Page text =>
======

Spatiotemporal Profiling Defines the Epithelial and Mesenchymal Transition Window in Embryonic Lung Morphogenesis

Lung organogenesis is orchestrated by dynamic epithelial–mesenchymal interactions during embryogenesis, yet the gene regulatory programs and signaling dynamics governing these processes in the pseudoglandular stage remain incompletely understood. In this study, we integrated spatial and single-cell transcriptomic data across embryonic developmental stages to systematically characterize epithelial and mesenchymal dynamics during lung development. To achieve more refined cell types at single-cell resolution in spatial transcriptomic data, we developed a bin-based deconvolution strategy that enabled high-precision cell-type assignment. We subsequently constructed a 3D spatiotemporal landscape of lung development and elucidated the molecular regulatory mechanisms underlying epithelial–mesenchymal maturation during lung morphogenesis. In addition, we analyzed transcription factor module activity, intercellular communication signaling, and predicted downstream target genes, while integrating public GWAS metadata to link developmental programs with lung cancer-related features. We observed pronounced stage-specific functional heterogeneity between the pseudoglandular and late embryonic stages. Notably, E13.5 emerged as a critical transition window, during which progenitor states shifted toward more mature cellular phenotypes. We reconstructed epithelial–mesenchymal interactions and uncovered coordinated rewiring of ligand–receptor signaling and transcriptional networks across developmental stages. Regulatory network analysis further identified temporally coordinated transcription factor modules centered on Tbx3, Tbx5, Gli1, Gata4/5, Foxa1/2, and Cebpa, which collectively orchestrated branching morphogenesis, epithelial patterning, and tissue stabilization. Integration with lung cancer genome-wide association data demonstrated that embryonic lung progenitor states exhibit strong associations with lung cancer-related transcriptional programs, particularly involving epithelial–mesenchymal plasticity and RNA-splicing pathways. Furthermore, TP53/HNRNP-mutant lung adenocarcinomas displayed embryonic-like molecular features associated with cytoskeletal remodeling and progenitor-state reactivation. Together, our study provided a spatiotemporally resolved framework of embryonic lung development and identifies a critical transition window linking lung morphogenesis, regulatory network remodeling, and cancer-associated epithelial plasticity.

======

Raw data =>
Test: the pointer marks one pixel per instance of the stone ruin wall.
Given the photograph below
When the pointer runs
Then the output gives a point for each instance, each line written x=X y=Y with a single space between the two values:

======

Task statement => According to the embryonic lung development abstract, which stage emerged as a critical transition window? Rely solely on the embryonic lung development abstract, not on the data.

Answer box => E13.5